*Task instructions:*
Transcribe the records that follow, keeping every word as it stands.

[Saved entries]
::::::
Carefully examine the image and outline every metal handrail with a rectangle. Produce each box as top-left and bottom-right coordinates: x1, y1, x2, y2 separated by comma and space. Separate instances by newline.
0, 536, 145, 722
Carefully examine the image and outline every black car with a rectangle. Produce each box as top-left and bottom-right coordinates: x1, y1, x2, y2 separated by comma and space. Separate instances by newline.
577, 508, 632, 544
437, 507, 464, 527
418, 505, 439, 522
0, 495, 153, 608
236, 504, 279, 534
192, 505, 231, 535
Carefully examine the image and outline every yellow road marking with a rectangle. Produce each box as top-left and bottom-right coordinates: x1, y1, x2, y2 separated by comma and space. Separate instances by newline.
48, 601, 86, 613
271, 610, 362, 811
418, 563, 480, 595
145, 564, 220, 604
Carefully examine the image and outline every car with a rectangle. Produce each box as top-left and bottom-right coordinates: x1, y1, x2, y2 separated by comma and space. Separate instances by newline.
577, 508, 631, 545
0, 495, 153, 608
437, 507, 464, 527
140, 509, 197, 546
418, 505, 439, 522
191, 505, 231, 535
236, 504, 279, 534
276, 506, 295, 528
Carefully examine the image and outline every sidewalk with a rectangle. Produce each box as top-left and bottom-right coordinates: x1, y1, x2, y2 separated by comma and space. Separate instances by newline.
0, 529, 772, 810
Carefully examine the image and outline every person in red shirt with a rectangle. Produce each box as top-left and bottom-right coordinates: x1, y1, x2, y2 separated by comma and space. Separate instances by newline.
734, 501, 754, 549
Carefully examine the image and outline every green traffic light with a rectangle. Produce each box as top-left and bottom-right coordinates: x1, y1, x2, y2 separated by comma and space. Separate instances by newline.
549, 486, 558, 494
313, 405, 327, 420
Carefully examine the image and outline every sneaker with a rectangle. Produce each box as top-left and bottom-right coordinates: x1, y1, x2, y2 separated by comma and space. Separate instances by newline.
::::::
*Response area:*
Carefully examine the image and outline every metal handrail with a rectangle. Produce each box as top-left and bottom-right coordinates: x1, y1, x2, y2 separated by comma and space. Separate instances by newline.
0, 536, 145, 722
Carefully examine the image and outline every black car with a rectangle. Produce each box as top-left and bottom-right coordinates: x1, y1, x2, y2 separated by comma and space. Separate instances by newline.
577, 508, 632, 544
437, 507, 464, 527
418, 505, 439, 522
0, 495, 153, 608
236, 504, 279, 534
192, 505, 231, 535
Carefully examine the image and outline every yellow road marking with a rectangle. Produce each box as top-left and bottom-right coordinates: x1, y1, x2, y2 separated by comma and space. Separate instances by newline.
48, 601, 86, 613
271, 610, 362, 811
418, 563, 480, 595
145, 564, 220, 604
Carefully examine the image and outline every car with a rectangle. Produce each box as top-left and bottom-right coordinates: x1, y1, x2, y2 separated by comma and space. Separate instances by newline.
577, 508, 631, 545
0, 495, 153, 608
437, 507, 464, 527
140, 509, 197, 546
418, 505, 439, 522
191, 505, 231, 535
236, 504, 279, 534
276, 506, 295, 528
Carefully examine the image and outline every sidewalk with a rectangle. Produce each box as top-left and bottom-right coordinates: x1, y1, x2, y2 separated by comma and space. Separate instances by newline.
0, 529, 772, 810
Carefully examine the image and outline every person in red shirt with a rectangle. Produce each box as top-left and bottom-right coordinates: x1, y1, x2, y2 separated by comma and space. Separate instances by newline.
734, 501, 754, 549
Carefully examine the image and outline every green traffic light with a rectangle. Produce each box as top-left and bottom-right coordinates: x1, y1, x2, y2 separated by comma and space. Separate instances by newline.
549, 486, 558, 494
313, 405, 327, 420
Carefully examine the image and outline every sneaker with a rectangle. Produce each box as top-left and bottom-right coordinates: x1, y1, x2, y2 separated by comma and space. Separate instances by newline.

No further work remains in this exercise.